* Assignment: Return exactly the lines of the entries, from the one with "Teacher note: have the class pick out the cup handle" to the last.

==== Records shown ====

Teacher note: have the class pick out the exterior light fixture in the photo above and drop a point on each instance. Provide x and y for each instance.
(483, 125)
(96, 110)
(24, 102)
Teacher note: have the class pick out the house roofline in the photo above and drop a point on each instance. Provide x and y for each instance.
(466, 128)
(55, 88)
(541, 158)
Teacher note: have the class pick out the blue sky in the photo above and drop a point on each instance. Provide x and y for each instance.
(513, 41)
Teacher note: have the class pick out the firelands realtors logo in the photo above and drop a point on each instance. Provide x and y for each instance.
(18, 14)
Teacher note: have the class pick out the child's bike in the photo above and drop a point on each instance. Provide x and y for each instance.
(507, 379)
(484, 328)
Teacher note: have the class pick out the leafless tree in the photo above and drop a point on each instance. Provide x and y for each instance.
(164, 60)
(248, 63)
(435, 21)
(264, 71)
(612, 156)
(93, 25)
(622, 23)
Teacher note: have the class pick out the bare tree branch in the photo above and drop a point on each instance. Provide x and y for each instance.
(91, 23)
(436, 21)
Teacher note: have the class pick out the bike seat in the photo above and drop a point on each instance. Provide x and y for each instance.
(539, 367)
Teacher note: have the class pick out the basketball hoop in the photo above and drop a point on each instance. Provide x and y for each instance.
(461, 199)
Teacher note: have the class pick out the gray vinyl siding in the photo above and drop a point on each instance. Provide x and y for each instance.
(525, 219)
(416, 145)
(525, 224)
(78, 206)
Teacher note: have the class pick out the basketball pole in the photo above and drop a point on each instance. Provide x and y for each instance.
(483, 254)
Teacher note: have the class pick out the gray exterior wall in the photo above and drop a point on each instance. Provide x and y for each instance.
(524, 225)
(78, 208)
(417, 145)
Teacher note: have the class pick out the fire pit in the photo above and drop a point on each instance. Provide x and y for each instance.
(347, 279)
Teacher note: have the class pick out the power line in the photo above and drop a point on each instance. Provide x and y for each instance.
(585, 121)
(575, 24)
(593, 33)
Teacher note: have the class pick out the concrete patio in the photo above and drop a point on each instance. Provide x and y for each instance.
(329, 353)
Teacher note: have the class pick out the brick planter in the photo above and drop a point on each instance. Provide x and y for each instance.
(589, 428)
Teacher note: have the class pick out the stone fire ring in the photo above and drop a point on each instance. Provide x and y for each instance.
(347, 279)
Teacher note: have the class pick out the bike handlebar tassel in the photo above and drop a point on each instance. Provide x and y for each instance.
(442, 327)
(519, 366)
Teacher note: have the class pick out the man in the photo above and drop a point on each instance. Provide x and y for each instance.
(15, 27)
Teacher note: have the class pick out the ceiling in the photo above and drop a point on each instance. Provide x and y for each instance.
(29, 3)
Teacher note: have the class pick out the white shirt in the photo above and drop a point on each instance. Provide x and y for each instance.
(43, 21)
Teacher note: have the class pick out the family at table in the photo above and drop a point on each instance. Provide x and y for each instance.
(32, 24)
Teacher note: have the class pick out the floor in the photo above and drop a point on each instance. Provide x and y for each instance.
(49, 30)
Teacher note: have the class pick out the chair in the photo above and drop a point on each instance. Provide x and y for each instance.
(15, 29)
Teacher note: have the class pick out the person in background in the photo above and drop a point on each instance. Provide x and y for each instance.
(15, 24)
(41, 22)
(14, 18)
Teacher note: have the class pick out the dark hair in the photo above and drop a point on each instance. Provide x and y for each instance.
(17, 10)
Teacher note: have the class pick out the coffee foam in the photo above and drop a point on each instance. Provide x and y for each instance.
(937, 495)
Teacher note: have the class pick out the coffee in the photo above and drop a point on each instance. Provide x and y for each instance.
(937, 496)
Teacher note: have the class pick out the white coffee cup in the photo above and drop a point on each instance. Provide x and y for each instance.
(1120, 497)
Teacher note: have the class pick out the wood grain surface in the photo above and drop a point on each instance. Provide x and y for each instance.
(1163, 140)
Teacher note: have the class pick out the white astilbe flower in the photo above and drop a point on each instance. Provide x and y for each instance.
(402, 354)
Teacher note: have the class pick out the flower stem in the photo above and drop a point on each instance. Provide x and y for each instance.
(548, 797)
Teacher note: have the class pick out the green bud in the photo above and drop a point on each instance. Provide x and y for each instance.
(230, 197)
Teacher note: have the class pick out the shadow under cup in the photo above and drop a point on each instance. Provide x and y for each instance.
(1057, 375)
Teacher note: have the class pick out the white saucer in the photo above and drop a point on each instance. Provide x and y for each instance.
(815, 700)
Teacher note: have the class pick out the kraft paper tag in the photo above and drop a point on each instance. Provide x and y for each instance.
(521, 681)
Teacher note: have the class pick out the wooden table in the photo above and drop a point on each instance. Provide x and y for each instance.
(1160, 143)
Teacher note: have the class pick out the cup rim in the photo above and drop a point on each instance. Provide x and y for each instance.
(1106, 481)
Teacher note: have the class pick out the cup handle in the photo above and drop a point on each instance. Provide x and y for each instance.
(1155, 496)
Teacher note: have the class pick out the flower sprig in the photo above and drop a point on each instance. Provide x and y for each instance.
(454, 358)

====

* Exercise output:
Teacher note: have the class pick out the cup handle in the photo above and drop a point on each instance. Provide x and y for each instance.
(1155, 496)
Teacher note: have the class pick out the flower sprig in the photo above and drop a point on each instance. Provide x and y for each instance.
(454, 358)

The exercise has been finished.